Excerpted data >>
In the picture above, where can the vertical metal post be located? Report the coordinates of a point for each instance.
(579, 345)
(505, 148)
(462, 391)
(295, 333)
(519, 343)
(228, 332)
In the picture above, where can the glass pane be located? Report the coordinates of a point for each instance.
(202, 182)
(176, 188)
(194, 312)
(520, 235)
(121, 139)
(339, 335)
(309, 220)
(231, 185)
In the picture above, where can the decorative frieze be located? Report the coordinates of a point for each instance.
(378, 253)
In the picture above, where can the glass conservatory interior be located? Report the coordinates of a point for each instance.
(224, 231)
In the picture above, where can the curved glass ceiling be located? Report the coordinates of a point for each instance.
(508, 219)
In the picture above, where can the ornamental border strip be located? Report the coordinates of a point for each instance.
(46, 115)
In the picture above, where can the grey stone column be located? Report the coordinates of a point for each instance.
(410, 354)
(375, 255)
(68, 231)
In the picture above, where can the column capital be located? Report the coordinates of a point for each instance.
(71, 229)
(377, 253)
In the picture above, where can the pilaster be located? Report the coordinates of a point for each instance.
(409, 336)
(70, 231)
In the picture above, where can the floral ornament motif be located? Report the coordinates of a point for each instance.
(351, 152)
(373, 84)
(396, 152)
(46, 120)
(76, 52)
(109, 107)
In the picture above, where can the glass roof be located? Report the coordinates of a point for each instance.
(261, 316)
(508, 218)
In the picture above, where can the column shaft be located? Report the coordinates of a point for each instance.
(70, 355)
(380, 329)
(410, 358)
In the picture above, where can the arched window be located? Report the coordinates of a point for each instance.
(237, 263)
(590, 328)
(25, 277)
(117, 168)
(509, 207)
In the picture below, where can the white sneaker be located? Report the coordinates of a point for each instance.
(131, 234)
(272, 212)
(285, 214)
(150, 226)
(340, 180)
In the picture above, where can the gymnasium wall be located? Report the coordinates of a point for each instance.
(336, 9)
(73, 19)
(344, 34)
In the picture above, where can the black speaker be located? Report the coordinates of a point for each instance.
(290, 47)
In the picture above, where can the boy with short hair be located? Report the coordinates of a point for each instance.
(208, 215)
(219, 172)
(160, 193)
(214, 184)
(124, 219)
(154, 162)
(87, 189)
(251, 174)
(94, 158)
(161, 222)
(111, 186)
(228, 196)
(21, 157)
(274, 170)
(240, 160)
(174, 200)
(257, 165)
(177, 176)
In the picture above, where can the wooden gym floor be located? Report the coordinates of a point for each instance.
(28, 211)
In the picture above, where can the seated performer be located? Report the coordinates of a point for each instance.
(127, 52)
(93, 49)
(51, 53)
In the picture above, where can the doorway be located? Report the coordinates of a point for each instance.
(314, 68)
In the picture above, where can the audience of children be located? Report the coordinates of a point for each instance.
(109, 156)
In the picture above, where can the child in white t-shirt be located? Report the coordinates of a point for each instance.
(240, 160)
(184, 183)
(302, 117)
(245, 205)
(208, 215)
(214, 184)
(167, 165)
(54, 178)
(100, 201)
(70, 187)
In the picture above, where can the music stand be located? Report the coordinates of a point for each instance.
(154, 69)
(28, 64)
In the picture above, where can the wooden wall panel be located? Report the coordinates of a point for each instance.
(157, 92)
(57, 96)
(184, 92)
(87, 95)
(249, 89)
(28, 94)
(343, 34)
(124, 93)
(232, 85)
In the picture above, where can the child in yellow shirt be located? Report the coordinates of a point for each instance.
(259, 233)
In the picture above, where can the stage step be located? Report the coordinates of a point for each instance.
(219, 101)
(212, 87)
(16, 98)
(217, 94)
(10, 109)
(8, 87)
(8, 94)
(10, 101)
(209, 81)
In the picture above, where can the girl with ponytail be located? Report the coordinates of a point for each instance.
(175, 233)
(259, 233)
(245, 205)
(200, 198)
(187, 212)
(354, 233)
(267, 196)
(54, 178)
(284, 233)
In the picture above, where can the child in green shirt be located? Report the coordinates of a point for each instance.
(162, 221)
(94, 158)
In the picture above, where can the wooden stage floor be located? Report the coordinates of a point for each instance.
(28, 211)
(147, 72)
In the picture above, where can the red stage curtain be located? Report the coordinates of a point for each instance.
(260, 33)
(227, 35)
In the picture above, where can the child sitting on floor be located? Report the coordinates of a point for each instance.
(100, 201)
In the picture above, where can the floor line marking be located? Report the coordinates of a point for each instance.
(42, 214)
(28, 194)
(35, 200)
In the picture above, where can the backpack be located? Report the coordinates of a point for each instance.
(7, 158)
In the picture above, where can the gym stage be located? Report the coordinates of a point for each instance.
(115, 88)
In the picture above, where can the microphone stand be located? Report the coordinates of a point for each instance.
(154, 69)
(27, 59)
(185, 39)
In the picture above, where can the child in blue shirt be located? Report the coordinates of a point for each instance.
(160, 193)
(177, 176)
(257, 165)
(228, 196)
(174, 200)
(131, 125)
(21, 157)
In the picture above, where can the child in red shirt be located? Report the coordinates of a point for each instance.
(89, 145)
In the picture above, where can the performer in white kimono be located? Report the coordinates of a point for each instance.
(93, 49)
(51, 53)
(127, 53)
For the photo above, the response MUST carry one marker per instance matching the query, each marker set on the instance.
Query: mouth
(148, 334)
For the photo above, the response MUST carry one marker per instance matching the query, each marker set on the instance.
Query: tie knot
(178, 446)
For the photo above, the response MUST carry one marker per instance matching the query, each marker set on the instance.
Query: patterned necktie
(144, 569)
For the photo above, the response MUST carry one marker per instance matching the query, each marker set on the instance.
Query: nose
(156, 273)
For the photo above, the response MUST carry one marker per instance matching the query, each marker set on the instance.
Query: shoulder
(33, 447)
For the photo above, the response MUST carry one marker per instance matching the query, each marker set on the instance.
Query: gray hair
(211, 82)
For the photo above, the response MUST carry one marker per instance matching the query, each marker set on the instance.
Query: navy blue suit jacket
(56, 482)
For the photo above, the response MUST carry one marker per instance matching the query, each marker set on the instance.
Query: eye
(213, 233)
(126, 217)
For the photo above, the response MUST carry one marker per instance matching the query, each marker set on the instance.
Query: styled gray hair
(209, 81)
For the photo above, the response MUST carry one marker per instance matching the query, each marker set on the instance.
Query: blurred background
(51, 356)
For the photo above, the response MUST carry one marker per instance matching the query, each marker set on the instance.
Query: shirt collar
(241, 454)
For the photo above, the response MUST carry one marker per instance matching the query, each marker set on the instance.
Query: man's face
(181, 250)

Written exercise >>
Pick out every line in the records that contains the word "floor", and copy each one.

Finished exercise >>
In the picture above, where can the wooden gym floor be located? Report the coordinates of a point for each instance.
In the picture above, where can the wooden stage floor be located? Report the coordinates of a point for each instance.
In the picture above, where can the child sitting on floor be located? Report the coordinates of a point for each instance.
In the picture above, where can the floor line marking be located? Report the coordinates of a point for each instance.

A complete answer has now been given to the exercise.